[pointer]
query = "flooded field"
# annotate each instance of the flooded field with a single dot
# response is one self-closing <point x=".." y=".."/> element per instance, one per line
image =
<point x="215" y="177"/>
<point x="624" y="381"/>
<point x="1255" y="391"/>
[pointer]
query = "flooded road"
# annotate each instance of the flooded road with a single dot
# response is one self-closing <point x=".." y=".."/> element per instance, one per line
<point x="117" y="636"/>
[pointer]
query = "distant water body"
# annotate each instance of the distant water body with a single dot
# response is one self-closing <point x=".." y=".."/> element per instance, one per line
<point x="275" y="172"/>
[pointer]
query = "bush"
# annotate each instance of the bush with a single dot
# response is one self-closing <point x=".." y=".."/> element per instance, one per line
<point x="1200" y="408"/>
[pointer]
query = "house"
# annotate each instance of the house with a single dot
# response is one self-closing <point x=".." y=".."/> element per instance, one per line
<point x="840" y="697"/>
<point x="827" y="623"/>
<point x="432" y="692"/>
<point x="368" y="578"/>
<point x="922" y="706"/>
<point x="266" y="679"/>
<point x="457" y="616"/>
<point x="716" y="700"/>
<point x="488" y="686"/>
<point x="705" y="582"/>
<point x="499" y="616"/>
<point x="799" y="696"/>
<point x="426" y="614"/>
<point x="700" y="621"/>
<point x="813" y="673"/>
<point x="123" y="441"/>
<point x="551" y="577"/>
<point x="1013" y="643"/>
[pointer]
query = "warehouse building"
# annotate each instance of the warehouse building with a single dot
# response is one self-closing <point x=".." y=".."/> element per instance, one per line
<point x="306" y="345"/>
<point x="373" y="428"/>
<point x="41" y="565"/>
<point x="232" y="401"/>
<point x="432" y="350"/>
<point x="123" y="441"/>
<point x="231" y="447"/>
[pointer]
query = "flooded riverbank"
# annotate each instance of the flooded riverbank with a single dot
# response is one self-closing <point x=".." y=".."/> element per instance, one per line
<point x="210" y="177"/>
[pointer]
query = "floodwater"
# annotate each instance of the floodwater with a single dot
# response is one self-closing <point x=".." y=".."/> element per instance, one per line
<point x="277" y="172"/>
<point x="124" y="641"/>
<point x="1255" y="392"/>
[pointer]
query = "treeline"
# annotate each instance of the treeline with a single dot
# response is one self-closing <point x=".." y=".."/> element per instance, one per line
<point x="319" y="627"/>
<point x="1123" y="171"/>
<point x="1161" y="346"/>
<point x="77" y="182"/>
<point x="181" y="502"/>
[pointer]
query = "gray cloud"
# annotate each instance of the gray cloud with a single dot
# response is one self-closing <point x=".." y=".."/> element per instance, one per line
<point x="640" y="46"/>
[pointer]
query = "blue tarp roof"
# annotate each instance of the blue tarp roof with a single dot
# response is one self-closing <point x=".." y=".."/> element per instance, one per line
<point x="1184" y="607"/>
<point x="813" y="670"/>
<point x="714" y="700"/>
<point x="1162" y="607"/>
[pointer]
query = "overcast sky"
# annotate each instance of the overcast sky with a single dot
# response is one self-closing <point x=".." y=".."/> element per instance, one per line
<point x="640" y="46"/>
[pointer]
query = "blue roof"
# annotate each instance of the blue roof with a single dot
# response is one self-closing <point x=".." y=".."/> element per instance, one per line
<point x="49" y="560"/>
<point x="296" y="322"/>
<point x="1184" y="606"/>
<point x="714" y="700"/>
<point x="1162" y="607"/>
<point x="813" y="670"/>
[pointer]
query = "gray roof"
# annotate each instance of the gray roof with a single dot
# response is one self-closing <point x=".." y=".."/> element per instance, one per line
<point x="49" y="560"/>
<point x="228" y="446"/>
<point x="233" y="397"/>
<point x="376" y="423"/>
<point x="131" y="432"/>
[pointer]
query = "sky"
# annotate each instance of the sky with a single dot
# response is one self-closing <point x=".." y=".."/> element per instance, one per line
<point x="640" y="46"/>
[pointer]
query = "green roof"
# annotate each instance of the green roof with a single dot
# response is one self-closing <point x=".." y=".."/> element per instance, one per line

————

Write out every line from the records above, word for word.

__Exercise result__
[pointer]
query = "flooded field"
# annotate each instance of the flooded field with a single dot
# response is one self-closing <point x=".." y=".."/> element per instance, one per line
image =
<point x="215" y="177"/>
<point x="624" y="381"/>
<point x="1255" y="391"/>
[pointer]
query = "flooded road"
# annotate each instance of the flooded road with a single dot
# response is one self-closing <point x=".." y=".."/> element per instance, one per line
<point x="117" y="636"/>
[pointer]
query = "distant water body"
# annotate each instance of the distant water body with a single dot
# response is one self-closing <point x=".." y=".."/> element per instance, one per line
<point x="275" y="172"/>
[pointer]
query = "bush"
# annotate each instance of the bush with a single dot
# response is one self-closing <point x=".." y=".."/> element per instance, one per line
<point x="1200" y="408"/>
[pointer]
query = "house"
# annotate each instance of the house with a single dot
# response is one self-closing <point x=".." y=".."/> element per instance, one per line
<point x="840" y="697"/>
<point x="827" y="623"/>
<point x="432" y="692"/>
<point x="368" y="578"/>
<point x="922" y="706"/>
<point x="266" y="679"/>
<point x="457" y="616"/>
<point x="716" y="700"/>
<point x="488" y="686"/>
<point x="705" y="582"/>
<point x="499" y="616"/>
<point x="799" y="696"/>
<point x="426" y="614"/>
<point x="700" y="621"/>
<point x="813" y="673"/>
<point x="123" y="441"/>
<point x="551" y="577"/>
<point x="1013" y="643"/>
[pointer]
query = "warehouse building"
# annotate each instance of the warehouse building with a single dot
# response is one self-closing <point x=".." y=".."/> element per instance, one per line
<point x="306" y="345"/>
<point x="373" y="428"/>
<point x="41" y="565"/>
<point x="232" y="401"/>
<point x="432" y="350"/>
<point x="123" y="441"/>
<point x="231" y="447"/>
[pointer]
query = "flooded riverbank"
# annotate each instance of the flooded riverbank with a single dot
# response is one self-closing <point x=".." y=".."/> element per instance, one per line
<point x="210" y="177"/>
[pointer]
query = "floodwater"
# annotate each instance of the floodwater with a single dot
# response is one self-closing <point x=".." y=".."/> element per instance, one per line
<point x="277" y="172"/>
<point x="124" y="641"/>
<point x="1255" y="392"/>
[pointer]
query = "treeline"
# annotate each instance of the treeline with a single dot
# response is one self-closing <point x=".." y=".."/> element per instance, one per line
<point x="319" y="627"/>
<point x="1123" y="171"/>
<point x="1161" y="346"/>
<point x="77" y="182"/>
<point x="181" y="502"/>
[pointer]
query = "gray cloud"
# annotate each instance of the gray cloud with a single dot
# response is one self-closing <point x=".." y=".."/> element per instance, one per line
<point x="640" y="46"/>
[pointer]
query = "blue tarp roof"
# annotate each instance of the blue tarp roof with a single dot
# response is one self-closing <point x=".." y=".."/> element per instance, one per line
<point x="1184" y="607"/>
<point x="813" y="670"/>
<point x="714" y="700"/>
<point x="1162" y="607"/>
[pointer]
query = "overcast sky"
# annotate each instance of the overcast sky with a single dot
# response is one self-closing <point x=".." y=".."/> element per instance, one per line
<point x="640" y="46"/>
[pointer]
query = "blue roof"
# annotate each instance of the blue roof with a single dot
# response is one self-closing <point x=".." y=".."/> element per instance, one per line
<point x="49" y="560"/>
<point x="296" y="322"/>
<point x="1184" y="606"/>
<point x="714" y="700"/>
<point x="1162" y="607"/>
<point x="813" y="670"/>
[pointer]
query = "gray roof"
# annotate each instance of the gray roof with a single dot
# response is one self-closing <point x=".." y=".."/> element per instance, one per line
<point x="49" y="560"/>
<point x="228" y="446"/>
<point x="233" y="397"/>
<point x="376" y="423"/>
<point x="131" y="432"/>
[pointer]
query = "sky"
# annotate each instance of the sky with a single dot
# response is one self-closing <point x=".." y=".."/> element per instance, one per line
<point x="640" y="46"/>
[pointer]
query = "green roof"
# annotate each instance of the green roof with a single dot
# response is one self-closing <point x=".." y=".."/> element per instance, one per line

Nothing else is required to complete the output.